--- Start ---
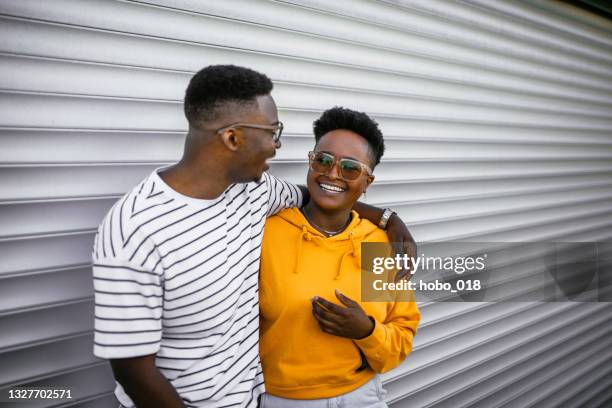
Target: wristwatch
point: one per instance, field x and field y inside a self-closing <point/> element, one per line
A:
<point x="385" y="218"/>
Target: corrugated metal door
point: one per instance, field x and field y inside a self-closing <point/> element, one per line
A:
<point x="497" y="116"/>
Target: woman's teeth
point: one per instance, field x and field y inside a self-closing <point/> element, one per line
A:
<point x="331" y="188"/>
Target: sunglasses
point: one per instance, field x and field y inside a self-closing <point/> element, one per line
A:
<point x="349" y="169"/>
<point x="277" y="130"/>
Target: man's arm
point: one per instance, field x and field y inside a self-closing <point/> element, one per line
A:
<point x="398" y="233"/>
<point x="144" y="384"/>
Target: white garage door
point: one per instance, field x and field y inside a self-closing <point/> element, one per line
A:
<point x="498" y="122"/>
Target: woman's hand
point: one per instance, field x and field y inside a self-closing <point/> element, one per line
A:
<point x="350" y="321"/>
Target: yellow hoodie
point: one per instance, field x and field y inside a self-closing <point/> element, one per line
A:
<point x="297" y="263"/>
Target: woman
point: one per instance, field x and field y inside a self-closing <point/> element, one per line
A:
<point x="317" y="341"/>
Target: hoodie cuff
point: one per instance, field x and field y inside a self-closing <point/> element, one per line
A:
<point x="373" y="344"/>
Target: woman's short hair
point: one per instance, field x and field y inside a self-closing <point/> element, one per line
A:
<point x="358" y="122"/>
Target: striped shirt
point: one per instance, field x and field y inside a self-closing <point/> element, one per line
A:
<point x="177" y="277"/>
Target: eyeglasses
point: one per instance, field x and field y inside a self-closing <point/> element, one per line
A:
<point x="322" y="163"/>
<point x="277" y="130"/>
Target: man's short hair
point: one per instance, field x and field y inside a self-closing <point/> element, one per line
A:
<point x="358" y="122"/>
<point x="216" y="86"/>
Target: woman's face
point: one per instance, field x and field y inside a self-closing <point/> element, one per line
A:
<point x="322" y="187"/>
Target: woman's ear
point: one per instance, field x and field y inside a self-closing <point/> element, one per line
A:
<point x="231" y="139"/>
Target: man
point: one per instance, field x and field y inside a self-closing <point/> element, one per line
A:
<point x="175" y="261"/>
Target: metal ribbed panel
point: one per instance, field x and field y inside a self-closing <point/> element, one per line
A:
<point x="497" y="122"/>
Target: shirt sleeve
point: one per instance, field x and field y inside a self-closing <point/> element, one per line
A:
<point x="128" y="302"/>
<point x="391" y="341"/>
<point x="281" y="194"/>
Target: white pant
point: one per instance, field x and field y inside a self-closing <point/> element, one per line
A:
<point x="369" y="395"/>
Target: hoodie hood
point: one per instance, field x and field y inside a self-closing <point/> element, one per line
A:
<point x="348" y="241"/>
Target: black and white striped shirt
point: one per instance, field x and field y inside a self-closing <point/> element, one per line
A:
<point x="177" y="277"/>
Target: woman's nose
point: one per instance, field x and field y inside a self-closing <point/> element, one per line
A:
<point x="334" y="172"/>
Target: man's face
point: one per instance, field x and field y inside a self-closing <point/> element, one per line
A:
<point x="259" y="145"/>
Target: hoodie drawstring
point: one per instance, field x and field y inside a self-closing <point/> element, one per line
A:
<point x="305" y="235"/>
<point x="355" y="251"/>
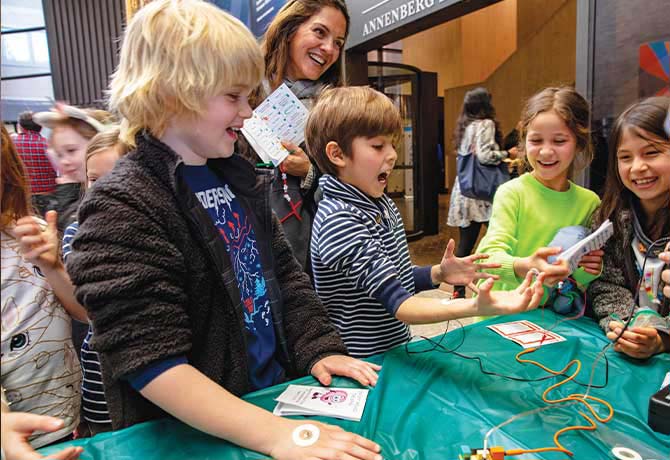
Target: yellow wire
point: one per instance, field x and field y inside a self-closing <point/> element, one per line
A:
--- End ---
--- Start ---
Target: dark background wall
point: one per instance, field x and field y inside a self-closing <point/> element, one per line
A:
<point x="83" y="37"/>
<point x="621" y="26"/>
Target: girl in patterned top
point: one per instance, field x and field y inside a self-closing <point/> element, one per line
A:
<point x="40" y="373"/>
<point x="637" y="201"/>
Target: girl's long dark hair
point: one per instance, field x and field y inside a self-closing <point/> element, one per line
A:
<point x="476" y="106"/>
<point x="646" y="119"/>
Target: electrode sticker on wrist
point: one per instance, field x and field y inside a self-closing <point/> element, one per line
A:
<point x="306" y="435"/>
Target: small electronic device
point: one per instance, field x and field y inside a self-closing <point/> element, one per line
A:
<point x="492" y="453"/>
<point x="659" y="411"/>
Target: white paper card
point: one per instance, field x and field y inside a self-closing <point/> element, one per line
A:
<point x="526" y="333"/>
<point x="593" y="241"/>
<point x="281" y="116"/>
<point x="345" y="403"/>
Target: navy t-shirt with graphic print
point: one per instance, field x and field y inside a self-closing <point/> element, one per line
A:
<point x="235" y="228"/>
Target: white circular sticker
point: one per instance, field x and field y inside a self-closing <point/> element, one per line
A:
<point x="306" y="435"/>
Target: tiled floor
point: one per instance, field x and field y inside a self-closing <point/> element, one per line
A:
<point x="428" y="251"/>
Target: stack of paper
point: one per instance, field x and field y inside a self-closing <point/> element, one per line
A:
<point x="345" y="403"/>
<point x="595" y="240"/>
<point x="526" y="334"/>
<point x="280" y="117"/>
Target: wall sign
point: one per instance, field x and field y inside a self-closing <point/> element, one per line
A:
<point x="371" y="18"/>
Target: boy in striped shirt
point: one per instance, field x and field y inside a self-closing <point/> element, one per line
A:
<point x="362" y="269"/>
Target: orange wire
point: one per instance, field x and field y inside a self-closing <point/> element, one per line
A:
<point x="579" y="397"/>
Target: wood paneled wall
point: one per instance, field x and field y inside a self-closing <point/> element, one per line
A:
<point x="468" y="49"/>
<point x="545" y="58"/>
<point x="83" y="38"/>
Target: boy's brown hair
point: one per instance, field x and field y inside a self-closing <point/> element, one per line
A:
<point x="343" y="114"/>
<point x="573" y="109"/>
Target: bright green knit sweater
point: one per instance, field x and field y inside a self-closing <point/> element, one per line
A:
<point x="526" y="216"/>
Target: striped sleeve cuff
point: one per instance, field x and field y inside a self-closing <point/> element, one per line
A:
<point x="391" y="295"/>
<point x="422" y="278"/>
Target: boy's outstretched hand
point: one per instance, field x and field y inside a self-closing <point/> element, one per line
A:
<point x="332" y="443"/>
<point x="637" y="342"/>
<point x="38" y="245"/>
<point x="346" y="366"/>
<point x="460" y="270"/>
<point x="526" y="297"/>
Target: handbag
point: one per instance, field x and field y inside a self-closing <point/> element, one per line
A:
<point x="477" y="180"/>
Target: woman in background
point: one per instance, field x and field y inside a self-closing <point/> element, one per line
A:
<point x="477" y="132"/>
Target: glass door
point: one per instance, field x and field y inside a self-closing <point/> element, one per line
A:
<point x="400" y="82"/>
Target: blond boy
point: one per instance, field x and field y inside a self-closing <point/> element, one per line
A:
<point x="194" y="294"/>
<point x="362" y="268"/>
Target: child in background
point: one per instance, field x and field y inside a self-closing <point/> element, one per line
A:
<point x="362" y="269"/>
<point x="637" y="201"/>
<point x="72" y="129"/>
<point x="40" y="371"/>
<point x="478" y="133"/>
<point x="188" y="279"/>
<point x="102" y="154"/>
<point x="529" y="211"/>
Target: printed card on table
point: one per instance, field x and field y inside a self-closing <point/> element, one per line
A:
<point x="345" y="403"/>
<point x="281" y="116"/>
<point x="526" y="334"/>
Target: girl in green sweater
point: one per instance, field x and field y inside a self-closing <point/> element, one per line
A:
--- End ---
◆ **Required task**:
From the records above, pull out every line that contains the word "short" and copy each one in full.

◆ **Answer to the problem**:
Target: woman's short hair
Target: man's short hair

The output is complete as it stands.